* START DOCUMENT TEXT *
Inspirations: Part 1

In the beginning

I starting working in libraries in elementary school. I loved it. I loved the order and organization. I loved that there was always something new to discover, even among the shelves that I thought I had memorized. I worked in the school library in junior high school and then at the community library during high school. I loved helping people find what they were looking for, and sometimes showing them something they didn’t know to look for. I loved the smell and the texture of books: hardcover and leather and softcover had their own distinct combinations. The slickness of illustration pages in encyclopedias, the smooth finish of the paper in new books, and, of course, the feel of the pulps and superhero comic books.

To a young man, well before the existence of the World Wide Web and far before Amazon, librarians were alchemists. They combined esoteric formulae (also known as a card catalog and the Dewey decimal system) and apparently limitless familiarity with their esoteric tomes to guide querents in quests for enjoyment or knowledge. The best of them combined the two into an intrinsic whole and opened the path to entirely new experiences.
* END DOCUMENT TEXT *
* _THINGS TO DO_:
A - In the library essay, where did the writer work during high school?
B - Echo the library essay word for word, beginning at the words "Inspirations: Part 1" and stopping after "superhero comic books.".
* START DATA PROVIDED *
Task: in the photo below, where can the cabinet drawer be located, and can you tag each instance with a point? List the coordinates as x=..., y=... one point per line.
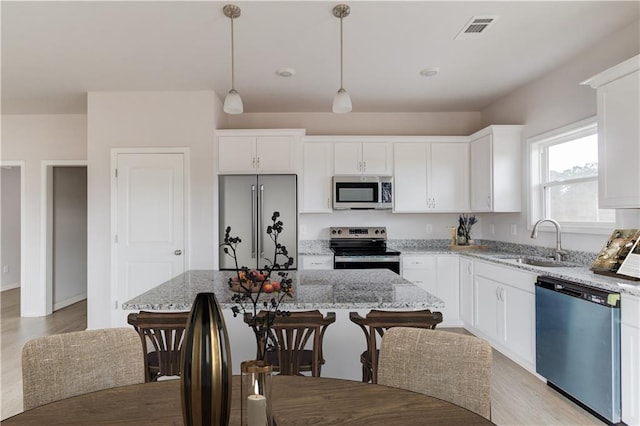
* END DATA PROVIDED *
* _SOLUTIONS IN ORDER_:
A - At the community library.

B -
Inspirations: Part 1

In the beginning

I starting working in libraries in elementary school. I loved it. I loved the order and organization. I loved that there was always something new to discover, even among the shelves that I thought I had memorized. I worked in the school library in junior high school and then at the community library during high school. I loved helping people find what they were looking for, and sometimes showing them something they didn’t know to look for. I loved the smell and the texture of books: hardcover and leather and softcover had their own distinct combinations. The slickness of illustration pages in encyclopedias, the smooth finish of the paper in new books, and, of course, the feel of the pulps and superhero comic books.